Excerpt provided -
--*--

Carrying on.... However, when I switch to a Bandwidth of 1200Hz the PC receives packets at a rate of 175 Hz, but the clock rate at the interrupt pin is about 448 HZ the BMA180 rate. I do not need 1200Hz bandwidth so this is not really meaningful for me....

In other words I start to drop about 2 packets out of every three -- a little less actually...

This is a system rate! So you can be sure that if you transfer via UDP you are maybe going to be able to read three values off a fast ADC and send them to a PC such that you can somewhat reliably reproduce a 60Hz signal -- which is sufficient for me. Unless I add more stuff to the program. Since I need to send the data to a database that could be interesting. I often collect three million samples on a run -- not counting all the dropped packets of course.

I also did a run at 1g sensitivity, 300Hz bandwidth (Mode 3 again) and got a clock rate of 149Hz from the BMA180 -- the Arduino-PC system programmed in Delphi received all the packets with no dropped records. I have an internal sequence counter in the code which matches the count from the Arduino if no packets were dropped. Each packet from the Arduino has a sequence number. So that would give a decent performance for me at 70Hz Low Frequency Noise rate -- and lower. This is less certain for your project if you wish to maintain the accuracy of the waveform shape. This assumes that your instrument is recording an accurate wave shape -- I assume it is an oscilloscope -- which should be. A strip chart recorder is a different issue...

I may have to put the data handling (To the Interbase SQL server) in a different thread though. I will make these same tests as I add each segment to the final program.

So this is one way of testing if the System response is sufficient. This is what you need to know. Speccing individual parts will not help you except to let you know if it could work at the desired rate.

Hope that gives you some food for thought!

Message for the ARDUINO Guys!
Clearly we need the 32MHz Arduino Meag2560Plus which I am sure is on the drawing board as we speak. XD
I'll take two!
Right GUYS?????

Thanks for sharing your experience WillR

If I dont use an arduino, are there other options for microcontrollers and wireless transmitters/receivers which are suitable for transmitting this signal? Perhaps PIC 18 series working together with another transmitter such as the UM96?

Jazlan:

There are good systems out there -- advertised in Servo and Elektor and the like. The start-up time is longer cost is two to three times that of Arduino. I have my eye on one with replaceable CPU modules that fit onto an experimentation board that might do. They have design trade-offs as well though.

I would try the Mega2560 and a fast ADC chip based on I2C communication and go from there. I showed you how to evaluate the throughput -- though you would have quickly seen it anyway.

Guys like you and I may have to get into "Overclocking" though.

Try it and see -- you should be able to get the 150-200SPS rate working.

Welcome to the world of engineering. It is a different discipline than science.

The Wiznet Ethernet shields are notorious for having limited bandwidth, much slower than people expect of Ethernet.

Since you have multiple sensors, you might want to use multiple micros and radios. Perhaps something like the Jeenode, but you'll need to look into how well they can coexist (I have no idea, because I haven't done that homework).

Also, on this thread, someone reported finding really cheap Bluetooth modules, which could be combined with the RBBB to make Bluetooth equivalents of the Jeenode. BT radios are supposed to handle all the problems of collisions for you transparently, so having a small number of them (say, 2-4) running in the same room should be okay.

Your signal has a bandwidth of 500Hz - suggests sampling at 2 to 5kHz or so to reduce aliasing on the tail of the bandpass filter - thats 20 to 50kbit a second of data which you will need to packetize and send on a suitable link.
If 8 bit resolution is enough then that simplifies packing the data. Getting accurate sample timing in the face of interrupts associated with the RF link might be an issue.

The amplified signal you generate is impressive. Nicely done.

--*--

Apply what you read -
1. Print everything in the forum thread on Arduino data rates from "The Wiznet Ethernet" down to "done that homework).".
2. List every communication protocol or standard that the forum thread on Arduino data rates names.

Stored data entries -
--*--

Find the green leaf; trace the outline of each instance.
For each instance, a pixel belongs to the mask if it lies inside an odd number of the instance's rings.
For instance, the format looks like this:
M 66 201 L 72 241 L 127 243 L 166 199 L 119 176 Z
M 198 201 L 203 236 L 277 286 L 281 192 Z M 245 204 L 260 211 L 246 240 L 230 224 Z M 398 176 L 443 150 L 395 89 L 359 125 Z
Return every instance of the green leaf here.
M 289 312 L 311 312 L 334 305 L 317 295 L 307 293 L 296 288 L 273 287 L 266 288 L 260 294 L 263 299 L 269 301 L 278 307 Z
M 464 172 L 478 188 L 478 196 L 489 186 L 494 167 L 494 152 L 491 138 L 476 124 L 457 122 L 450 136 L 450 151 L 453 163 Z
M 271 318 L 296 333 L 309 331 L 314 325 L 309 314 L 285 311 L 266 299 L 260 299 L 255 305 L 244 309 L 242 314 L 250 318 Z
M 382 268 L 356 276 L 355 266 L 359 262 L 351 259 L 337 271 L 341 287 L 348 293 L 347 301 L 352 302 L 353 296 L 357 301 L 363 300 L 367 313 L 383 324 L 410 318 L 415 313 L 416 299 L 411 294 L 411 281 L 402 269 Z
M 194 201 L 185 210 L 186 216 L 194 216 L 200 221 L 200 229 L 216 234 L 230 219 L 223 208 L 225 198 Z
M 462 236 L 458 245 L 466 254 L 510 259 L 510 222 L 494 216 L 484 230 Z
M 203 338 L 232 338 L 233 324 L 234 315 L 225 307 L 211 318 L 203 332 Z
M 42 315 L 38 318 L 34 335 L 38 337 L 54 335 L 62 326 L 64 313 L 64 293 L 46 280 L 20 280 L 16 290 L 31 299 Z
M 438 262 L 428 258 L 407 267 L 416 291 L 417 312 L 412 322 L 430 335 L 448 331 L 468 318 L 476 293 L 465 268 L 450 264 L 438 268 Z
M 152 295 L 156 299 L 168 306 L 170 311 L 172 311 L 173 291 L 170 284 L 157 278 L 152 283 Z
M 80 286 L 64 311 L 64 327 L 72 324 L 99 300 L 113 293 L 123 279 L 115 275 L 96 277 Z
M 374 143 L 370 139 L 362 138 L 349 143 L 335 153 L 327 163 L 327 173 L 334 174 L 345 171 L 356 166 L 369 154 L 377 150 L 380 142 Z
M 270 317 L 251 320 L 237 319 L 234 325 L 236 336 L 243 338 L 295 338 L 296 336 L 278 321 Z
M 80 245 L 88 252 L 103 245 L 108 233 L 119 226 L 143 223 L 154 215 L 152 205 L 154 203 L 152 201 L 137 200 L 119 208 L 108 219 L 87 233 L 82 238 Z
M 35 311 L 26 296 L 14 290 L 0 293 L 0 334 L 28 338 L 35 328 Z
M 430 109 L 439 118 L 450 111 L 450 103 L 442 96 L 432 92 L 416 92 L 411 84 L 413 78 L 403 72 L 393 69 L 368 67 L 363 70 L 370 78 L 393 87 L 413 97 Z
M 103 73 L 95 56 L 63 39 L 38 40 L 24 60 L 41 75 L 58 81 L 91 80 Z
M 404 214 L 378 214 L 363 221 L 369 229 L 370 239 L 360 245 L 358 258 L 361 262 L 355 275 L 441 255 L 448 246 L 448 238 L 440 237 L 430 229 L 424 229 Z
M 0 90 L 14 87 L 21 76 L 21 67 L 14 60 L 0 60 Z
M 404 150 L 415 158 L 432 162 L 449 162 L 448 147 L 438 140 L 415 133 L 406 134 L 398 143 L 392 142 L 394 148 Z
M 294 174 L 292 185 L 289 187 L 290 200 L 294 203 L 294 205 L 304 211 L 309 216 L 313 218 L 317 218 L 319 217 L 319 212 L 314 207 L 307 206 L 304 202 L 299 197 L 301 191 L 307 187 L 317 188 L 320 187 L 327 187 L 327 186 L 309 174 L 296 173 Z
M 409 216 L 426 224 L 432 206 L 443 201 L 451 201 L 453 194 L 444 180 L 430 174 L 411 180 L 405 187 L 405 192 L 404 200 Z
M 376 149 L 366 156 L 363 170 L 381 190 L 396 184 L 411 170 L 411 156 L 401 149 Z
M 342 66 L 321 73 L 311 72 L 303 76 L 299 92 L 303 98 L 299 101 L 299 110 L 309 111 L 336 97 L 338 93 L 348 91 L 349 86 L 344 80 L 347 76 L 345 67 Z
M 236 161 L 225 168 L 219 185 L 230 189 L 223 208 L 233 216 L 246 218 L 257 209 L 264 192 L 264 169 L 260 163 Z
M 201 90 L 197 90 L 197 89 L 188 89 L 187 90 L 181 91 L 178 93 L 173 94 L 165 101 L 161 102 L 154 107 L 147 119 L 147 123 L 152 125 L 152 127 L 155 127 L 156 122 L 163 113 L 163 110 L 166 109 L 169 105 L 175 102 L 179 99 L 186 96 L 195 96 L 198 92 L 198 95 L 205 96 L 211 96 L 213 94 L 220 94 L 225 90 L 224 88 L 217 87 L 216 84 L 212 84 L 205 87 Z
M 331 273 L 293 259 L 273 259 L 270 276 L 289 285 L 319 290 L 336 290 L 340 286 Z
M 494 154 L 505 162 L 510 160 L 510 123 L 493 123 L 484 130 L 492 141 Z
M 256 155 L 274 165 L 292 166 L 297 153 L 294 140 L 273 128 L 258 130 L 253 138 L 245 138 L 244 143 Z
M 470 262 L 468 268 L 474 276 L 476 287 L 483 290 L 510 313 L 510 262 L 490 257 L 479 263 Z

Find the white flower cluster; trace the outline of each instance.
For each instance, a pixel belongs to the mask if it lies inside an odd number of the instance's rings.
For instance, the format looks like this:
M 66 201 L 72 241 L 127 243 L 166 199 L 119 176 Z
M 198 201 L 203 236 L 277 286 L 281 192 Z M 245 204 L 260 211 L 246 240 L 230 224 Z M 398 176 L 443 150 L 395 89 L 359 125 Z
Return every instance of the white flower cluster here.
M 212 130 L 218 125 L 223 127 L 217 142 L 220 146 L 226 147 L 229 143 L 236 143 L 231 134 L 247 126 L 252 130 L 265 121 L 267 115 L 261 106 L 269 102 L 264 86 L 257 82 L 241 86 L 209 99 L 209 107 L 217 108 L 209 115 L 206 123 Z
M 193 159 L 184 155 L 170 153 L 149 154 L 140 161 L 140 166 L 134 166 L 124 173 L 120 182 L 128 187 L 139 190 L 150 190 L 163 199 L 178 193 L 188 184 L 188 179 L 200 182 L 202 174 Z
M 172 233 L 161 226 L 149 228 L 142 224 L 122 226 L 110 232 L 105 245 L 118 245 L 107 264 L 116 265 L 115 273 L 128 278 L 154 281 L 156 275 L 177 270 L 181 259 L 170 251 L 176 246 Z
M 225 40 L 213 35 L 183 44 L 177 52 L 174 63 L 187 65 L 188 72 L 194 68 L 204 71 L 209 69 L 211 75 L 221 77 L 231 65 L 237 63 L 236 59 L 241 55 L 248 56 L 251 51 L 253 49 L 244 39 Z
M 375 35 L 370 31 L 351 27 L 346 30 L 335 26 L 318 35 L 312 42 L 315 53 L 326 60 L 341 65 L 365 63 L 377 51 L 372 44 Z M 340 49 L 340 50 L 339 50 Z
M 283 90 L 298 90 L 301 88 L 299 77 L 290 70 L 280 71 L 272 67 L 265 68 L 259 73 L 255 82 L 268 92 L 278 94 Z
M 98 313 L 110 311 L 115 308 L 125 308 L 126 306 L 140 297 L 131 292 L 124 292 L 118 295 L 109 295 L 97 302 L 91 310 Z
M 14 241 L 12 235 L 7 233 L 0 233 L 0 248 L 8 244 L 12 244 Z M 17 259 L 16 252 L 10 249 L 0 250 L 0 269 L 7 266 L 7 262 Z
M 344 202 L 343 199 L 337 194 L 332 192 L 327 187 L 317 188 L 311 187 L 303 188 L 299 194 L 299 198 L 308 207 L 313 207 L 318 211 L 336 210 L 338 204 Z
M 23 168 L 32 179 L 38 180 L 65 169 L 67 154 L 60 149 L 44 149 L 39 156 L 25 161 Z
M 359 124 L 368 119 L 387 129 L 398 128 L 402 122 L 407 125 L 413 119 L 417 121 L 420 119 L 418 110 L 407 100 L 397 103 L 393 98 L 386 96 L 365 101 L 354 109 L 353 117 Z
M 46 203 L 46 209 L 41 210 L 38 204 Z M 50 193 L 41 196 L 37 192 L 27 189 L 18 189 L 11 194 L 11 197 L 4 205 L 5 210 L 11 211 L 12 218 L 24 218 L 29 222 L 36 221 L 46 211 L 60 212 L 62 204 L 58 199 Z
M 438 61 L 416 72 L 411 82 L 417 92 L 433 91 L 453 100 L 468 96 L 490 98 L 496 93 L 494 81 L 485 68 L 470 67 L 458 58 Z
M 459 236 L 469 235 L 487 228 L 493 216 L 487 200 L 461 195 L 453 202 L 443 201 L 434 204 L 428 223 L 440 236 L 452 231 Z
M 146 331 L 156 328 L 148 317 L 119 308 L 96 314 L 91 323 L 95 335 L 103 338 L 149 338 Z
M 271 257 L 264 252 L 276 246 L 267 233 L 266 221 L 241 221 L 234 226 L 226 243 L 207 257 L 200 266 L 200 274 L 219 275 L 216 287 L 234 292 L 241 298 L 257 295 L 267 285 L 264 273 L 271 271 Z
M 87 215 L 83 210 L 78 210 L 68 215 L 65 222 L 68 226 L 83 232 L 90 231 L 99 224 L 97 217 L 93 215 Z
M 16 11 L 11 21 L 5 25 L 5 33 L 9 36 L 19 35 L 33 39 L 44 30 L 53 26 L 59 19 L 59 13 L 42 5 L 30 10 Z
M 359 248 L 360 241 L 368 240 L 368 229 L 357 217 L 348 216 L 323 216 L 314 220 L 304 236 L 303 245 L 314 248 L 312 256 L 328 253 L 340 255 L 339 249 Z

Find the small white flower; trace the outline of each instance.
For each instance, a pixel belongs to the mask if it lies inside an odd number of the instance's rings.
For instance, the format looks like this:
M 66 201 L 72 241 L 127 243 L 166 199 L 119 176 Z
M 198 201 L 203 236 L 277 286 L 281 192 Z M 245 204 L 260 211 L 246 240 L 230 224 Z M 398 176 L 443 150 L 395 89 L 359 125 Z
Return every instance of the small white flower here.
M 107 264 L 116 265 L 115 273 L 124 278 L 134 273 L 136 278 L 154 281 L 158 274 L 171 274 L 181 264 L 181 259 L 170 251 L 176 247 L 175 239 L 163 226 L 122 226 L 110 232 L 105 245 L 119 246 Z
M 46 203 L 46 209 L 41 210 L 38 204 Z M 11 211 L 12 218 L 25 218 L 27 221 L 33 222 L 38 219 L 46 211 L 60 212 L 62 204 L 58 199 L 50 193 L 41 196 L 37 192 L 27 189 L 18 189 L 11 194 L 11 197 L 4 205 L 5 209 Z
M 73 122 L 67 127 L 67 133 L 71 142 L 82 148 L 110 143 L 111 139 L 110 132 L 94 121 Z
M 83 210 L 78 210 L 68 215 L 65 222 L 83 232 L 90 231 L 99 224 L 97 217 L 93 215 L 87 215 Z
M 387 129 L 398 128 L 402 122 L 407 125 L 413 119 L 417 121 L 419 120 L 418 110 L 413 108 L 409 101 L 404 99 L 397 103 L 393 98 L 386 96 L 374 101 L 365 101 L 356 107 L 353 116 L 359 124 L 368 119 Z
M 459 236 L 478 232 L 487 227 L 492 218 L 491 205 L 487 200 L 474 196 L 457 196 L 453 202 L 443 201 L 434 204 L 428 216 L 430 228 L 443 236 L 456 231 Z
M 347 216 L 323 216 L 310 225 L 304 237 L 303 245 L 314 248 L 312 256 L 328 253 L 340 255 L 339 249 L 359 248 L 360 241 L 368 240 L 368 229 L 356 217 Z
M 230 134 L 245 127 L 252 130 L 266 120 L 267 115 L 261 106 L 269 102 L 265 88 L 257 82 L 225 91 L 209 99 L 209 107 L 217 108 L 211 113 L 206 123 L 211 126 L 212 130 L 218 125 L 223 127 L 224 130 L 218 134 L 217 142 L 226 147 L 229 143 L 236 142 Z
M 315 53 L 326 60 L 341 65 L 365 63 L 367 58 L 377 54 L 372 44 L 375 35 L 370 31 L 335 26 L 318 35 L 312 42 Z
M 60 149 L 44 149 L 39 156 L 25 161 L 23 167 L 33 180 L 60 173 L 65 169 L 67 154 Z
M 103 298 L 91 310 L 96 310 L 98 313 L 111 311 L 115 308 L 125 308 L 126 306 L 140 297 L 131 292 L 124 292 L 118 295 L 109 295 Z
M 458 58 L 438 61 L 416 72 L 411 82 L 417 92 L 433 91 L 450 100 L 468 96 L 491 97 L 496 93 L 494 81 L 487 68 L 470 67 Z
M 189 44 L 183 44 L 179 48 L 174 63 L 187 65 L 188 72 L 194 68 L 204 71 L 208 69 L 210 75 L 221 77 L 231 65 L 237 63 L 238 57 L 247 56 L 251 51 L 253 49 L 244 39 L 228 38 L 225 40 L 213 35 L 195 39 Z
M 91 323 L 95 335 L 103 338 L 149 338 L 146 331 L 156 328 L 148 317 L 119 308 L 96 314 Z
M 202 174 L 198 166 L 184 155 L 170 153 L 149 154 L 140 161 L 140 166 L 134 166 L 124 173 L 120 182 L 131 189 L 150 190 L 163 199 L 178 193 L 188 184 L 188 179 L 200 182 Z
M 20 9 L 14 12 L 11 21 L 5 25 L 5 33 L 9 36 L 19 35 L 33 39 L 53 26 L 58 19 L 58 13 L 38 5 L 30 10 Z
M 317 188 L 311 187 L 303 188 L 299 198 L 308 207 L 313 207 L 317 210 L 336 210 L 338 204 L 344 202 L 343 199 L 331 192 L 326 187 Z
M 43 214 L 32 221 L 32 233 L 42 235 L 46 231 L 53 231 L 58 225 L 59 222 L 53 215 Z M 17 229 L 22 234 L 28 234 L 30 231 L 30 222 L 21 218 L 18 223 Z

--*--

Exercise responses -
1.
The Wiznet Ethernet shields are notorious for having limited bandwidth, much slower than people expect of Ethernet.

Since you have multiple sensors, you might want to use multiple micros and radios. Perhaps something like the Jeenode, but you'll need to look into how well they can coexist (I have no idea, because I haven't done that homework).

2. UDP, I2C, Ethernet, Bluetooth